Force est de constater, cependant, que cette perspective concurrentielle a tendance à se rapprocher du droit contractuel du fait que la dépendance économique pose un problème de déséquilibre des prestations propre à cette branche juridique, comme en témoigne le fait que ces deux cas de figure sont prévus dans la loi relative à la concurrence déloyale (article 16), prévision qui n’a d’autre but que de protéger les intérêts privés des chefs d’entreprises, dont ceux d’origine contractuelle.
Les droits de propriété industrielle peuvent être considérés dans leur ensemble comme des éléments essentiels de la franchise étant donné qu’ils constituent l’axe autour duquel s’articule l’exploitation de tout système de commercialisation. Le législateur a tenté de faire des droits de propriété industrielle l’épicentre commercial de la franchise. Cette démarche avait pour objet d’éviter de réduire le contrat de franchise à une simple licence de marque.
Parmi les autres prestations importantes du point de vue juridique, on peut également citer la communication par le franchiseur d’un « savoir-faire » au franchisé. Le contrat de franchise a vocation à devenir plus qu’un simple contrat de propriété industrielle. C’est tout du moins ce qui ressort de l’article 76 de la loi sur les brevets, qui dispose que « toute personne transmettant une demande de brevet est tenue de mettre à la disposition du licencié les connaissances techniques qu’elle possède et qui sont nécessaires pour pouvoir procéder à une bonne exploitation de l’invention ».
━━━━
• _CONSIGNE 1_
Pouvez-vous reformuler sous forme de liste, en conservant ses faits principaux, le paragraphe du texte sur la franchise qui commence par « Les droits de propriété industrielle peuvent être considérés » ?
• _CONSIGNE 2_
Quelles lignes des enregistrements contiennent la chaîne « bare » ? Extrayez-les toutes, sans les modifier.

• _ENREGISTREMENTS FOURNIS_
━━━━
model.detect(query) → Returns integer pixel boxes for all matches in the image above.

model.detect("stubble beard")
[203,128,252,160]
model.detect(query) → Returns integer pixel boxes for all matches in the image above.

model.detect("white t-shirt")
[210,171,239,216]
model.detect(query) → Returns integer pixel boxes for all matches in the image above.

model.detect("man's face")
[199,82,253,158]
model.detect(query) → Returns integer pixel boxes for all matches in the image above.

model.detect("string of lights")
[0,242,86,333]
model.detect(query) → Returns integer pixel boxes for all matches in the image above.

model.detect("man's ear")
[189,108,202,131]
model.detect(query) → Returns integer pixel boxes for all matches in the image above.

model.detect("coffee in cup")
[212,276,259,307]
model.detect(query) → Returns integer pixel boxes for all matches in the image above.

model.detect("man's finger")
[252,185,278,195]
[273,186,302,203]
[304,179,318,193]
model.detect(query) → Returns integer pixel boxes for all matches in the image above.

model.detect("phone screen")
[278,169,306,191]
━━━━
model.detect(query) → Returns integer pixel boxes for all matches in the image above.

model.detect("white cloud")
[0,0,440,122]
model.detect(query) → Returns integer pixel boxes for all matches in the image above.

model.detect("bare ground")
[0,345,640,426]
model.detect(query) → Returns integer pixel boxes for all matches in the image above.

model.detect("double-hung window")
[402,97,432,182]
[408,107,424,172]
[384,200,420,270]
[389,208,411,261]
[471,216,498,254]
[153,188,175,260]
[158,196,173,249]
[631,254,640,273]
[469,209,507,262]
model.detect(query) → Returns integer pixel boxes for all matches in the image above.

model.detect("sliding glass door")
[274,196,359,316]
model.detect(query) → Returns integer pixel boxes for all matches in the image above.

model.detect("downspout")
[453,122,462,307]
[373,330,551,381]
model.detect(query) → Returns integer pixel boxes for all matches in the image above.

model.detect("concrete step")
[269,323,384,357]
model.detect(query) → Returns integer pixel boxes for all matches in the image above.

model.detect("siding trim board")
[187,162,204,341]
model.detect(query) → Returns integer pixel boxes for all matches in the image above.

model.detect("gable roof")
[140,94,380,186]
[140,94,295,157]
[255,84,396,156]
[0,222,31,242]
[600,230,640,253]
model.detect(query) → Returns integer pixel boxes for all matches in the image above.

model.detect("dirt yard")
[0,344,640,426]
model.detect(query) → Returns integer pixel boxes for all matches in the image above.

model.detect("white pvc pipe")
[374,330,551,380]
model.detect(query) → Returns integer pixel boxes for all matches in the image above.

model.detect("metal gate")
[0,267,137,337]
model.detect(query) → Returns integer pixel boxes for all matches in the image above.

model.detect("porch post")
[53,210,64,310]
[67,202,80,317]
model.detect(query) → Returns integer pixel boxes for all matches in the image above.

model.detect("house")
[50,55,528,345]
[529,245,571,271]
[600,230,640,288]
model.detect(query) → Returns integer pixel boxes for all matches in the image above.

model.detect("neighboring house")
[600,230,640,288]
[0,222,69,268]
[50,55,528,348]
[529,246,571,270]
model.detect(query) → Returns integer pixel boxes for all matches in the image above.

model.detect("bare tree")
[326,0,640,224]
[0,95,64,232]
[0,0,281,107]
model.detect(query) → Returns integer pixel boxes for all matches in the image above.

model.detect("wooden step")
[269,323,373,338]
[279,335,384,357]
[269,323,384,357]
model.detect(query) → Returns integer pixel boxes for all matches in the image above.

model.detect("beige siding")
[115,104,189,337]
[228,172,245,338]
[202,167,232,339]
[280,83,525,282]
━━━━
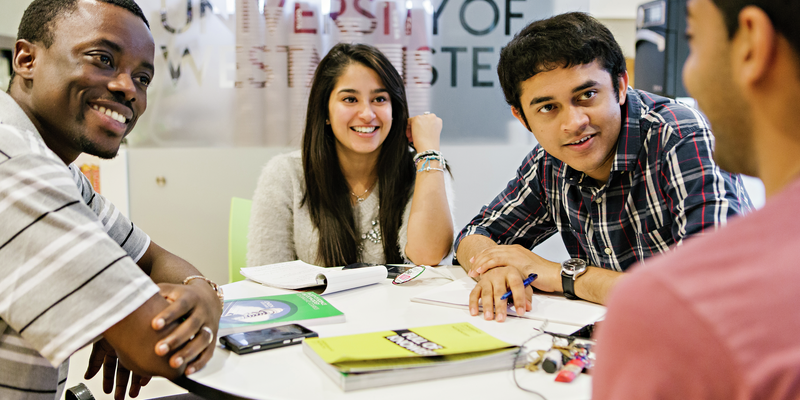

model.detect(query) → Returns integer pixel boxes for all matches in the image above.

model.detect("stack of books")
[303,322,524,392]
━━━━
• _RÉPONSE COMPLÈTE 1_
- Dans leur ensemble, les droits de propriété industrielle sont des éléments essentiels de la franchise, car ils constituent l'axe autour duquel s'articule l'exploitation de tout système de commercialisation.
- Le législateur a tenté d'en faire l'épicentre commercial de la franchise.
- Cette démarche visait à éviter que le contrat de franchise se réduise à une simple licence de marque.

• _RÉPONSE COMPLÈTE 2_
model.detect("bare ground")
model.detect("bare tree")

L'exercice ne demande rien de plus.